— Start —

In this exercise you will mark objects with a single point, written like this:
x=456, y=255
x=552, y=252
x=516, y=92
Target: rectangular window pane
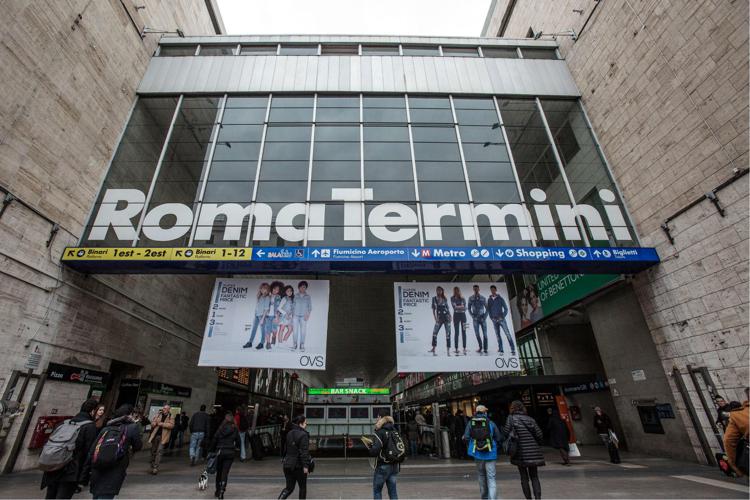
x=538, y=53
x=177, y=50
x=299, y=50
x=217, y=50
x=339, y=50
x=421, y=50
x=500, y=52
x=460, y=51
x=380, y=50
x=258, y=50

— End —

Reproduce the data above line for line, leaving out the pictures.

- **OUTPUT FOR THIS EXERCISE**
In this exercise you will mark objects with a single point, written like this:
x=456, y=255
x=552, y=252
x=516, y=92
Target: rectangular window pane
x=538, y=53
x=177, y=50
x=299, y=50
x=217, y=50
x=339, y=50
x=421, y=50
x=500, y=52
x=460, y=51
x=380, y=50
x=258, y=50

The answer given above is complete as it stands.